> [ABOUT THIS EXERCISE] The full set of records is to be reproduced verbatim.

> [INPUT]
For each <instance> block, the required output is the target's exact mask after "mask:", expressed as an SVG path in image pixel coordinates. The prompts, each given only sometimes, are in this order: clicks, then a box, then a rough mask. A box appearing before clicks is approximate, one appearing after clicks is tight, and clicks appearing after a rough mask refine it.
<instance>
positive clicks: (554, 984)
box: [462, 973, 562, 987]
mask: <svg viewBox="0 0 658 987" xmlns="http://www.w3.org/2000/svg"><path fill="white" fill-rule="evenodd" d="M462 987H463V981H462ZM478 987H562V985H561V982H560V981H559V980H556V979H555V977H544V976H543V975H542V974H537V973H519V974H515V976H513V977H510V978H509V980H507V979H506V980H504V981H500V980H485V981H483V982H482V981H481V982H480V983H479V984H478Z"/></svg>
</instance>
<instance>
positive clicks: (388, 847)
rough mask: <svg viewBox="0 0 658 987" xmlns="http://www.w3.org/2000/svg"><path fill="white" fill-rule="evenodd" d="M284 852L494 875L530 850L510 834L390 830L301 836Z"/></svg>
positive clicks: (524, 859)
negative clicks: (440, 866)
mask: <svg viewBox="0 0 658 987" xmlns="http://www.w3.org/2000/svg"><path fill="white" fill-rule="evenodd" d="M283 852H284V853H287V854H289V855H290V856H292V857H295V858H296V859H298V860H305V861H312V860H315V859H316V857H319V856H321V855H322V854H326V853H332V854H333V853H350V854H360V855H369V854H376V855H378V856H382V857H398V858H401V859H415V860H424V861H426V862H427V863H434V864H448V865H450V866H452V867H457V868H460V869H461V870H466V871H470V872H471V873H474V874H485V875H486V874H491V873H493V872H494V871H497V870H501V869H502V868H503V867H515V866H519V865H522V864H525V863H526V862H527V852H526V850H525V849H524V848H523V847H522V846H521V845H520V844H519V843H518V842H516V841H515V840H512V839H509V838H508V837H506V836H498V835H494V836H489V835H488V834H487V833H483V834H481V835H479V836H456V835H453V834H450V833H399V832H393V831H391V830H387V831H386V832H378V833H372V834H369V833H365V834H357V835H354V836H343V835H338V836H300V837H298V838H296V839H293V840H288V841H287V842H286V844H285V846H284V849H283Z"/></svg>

> [EXERCISE SOLUTION]
For each <instance> block, the required output is the target's exact mask after "mask:", expressed as an SVG path in image pixel coordinates. The prompts, each given only sometimes, are in this order: clicks, then a box, then a rough mask. A box appearing before clicks is approximate, one appearing after clicks is tight, and clicks appearing after a rough mask refine it.
<instance>
positive clicks: (554, 984)
box: [462, 973, 562, 987]
mask: <svg viewBox="0 0 658 987" xmlns="http://www.w3.org/2000/svg"><path fill="white" fill-rule="evenodd" d="M462 987H463V981H462ZM478 987H562V985H561V982H560V981H559V980H556V979H555V977H544V976H543V975H542V974H537V973H519V974H515V976H513V977H510V978H509V980H507V979H506V980H504V981H500V980H485V981H483V982H482V981H481V982H480V983H479V984H478Z"/></svg>
</instance>
<instance>
positive clicks: (388, 847)
rough mask: <svg viewBox="0 0 658 987" xmlns="http://www.w3.org/2000/svg"><path fill="white" fill-rule="evenodd" d="M284 852L494 875L530 850L510 834L390 830L301 836Z"/></svg>
positive clicks: (524, 859)
negative clicks: (440, 866)
mask: <svg viewBox="0 0 658 987" xmlns="http://www.w3.org/2000/svg"><path fill="white" fill-rule="evenodd" d="M283 852H284V853H287V854H289V855H290V856H292V857H295V858H296V859H298V860H305V861H312V860H315V859H316V857H319V856H321V855H322V854H326V853H332V854H333V853H350V854H360V855H369V854H376V855H378V856H382V857H398V858H401V859H415V860H424V861H426V862H427V863H434V864H448V865H450V866H452V867H457V868H460V869H461V870H466V871H470V872H471V873H474V874H485V875H486V874H491V873H493V872H494V871H497V870H501V869H502V868H503V867H515V866H519V865H522V864H525V863H526V862H527V852H526V850H525V849H524V848H523V847H522V846H521V845H520V844H519V843H518V842H516V841H515V840H512V839H509V838H508V837H506V836H498V835H494V836H489V835H488V834H487V833H483V834H481V835H479V836H456V835H453V834H450V833H399V832H393V831H391V830H387V831H386V832H378V833H372V834H369V833H365V834H357V835H354V836H343V835H338V836H300V837H298V838H296V839H293V840H288V841H287V842H286V844H285V846H284V849H283Z"/></svg>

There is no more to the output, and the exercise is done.